- [WORK REQUIRED]
Reproduce the data below line for line, leaving out any pictures.

- - - -

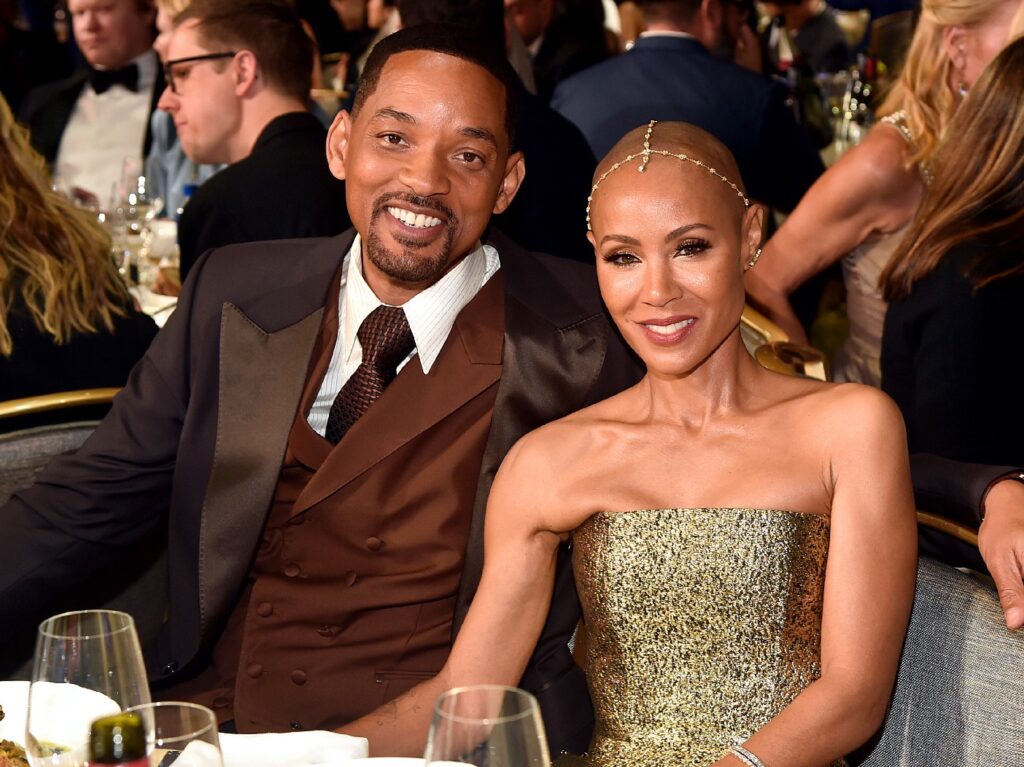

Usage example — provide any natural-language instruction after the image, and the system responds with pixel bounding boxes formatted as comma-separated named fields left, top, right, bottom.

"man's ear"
left=327, top=110, right=352, bottom=181
left=490, top=152, right=526, bottom=214
left=231, top=50, right=259, bottom=96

- - - -

- [OUTPUT FOR THIS EXERCISE]
Usage example — provide any natural-language instruction after the image, and the system responds with pixel bounding boxes formatted as comma-separated named fields left, top, right, bottom.

"man's ear"
left=327, top=110, right=352, bottom=181
left=490, top=152, right=526, bottom=214
left=231, top=50, right=259, bottom=96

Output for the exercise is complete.